■ **Instruction**
Gather every line of the material below that contains the word "concrete".

■ **Dataset**
· · ·

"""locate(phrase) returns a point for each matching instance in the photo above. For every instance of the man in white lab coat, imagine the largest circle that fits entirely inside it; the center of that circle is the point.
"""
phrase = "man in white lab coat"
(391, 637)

· · ·

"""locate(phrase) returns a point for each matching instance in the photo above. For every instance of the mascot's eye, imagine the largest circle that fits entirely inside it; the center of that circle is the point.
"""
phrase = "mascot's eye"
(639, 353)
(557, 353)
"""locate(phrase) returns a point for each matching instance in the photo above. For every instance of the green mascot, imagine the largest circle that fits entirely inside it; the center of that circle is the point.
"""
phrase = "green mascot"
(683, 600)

· · ·

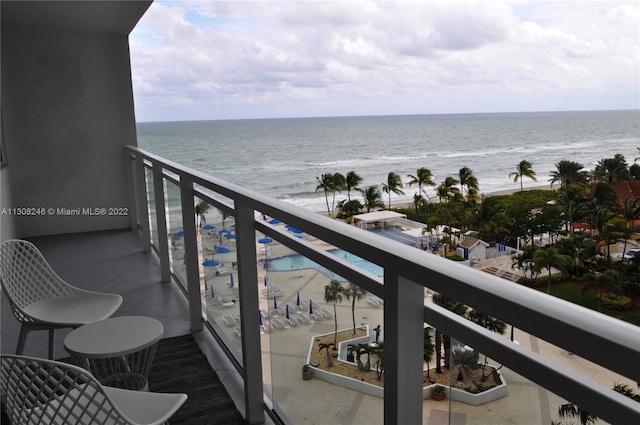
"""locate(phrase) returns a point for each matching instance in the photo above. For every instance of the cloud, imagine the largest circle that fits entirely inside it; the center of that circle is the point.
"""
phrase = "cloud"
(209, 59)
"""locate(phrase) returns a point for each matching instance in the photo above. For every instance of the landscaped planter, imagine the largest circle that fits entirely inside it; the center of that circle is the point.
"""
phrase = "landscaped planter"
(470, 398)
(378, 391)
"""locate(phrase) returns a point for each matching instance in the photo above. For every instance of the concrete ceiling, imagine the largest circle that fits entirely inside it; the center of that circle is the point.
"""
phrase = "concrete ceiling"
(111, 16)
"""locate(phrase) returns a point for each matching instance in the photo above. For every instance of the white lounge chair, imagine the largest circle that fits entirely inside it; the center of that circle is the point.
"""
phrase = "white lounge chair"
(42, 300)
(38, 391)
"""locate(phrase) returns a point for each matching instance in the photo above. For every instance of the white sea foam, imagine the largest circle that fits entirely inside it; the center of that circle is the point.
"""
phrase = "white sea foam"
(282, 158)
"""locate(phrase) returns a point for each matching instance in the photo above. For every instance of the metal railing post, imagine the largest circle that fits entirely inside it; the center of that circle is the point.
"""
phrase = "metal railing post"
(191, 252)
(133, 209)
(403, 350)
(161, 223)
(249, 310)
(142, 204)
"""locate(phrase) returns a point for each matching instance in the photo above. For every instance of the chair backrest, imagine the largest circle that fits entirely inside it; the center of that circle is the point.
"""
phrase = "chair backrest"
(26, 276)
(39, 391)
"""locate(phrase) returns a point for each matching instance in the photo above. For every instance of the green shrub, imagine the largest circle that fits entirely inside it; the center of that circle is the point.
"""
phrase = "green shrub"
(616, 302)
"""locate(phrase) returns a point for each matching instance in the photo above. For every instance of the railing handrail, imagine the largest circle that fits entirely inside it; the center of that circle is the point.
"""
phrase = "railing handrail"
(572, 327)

· · ·

■ **The reply**
"""locate(phrase) returns a point for each matching instance in the photo above. For every instance of the concrete ceiling, imagine the largest circle that fits entirely inside it; the center of that circle is the point.
phrase = "concrete ceiling"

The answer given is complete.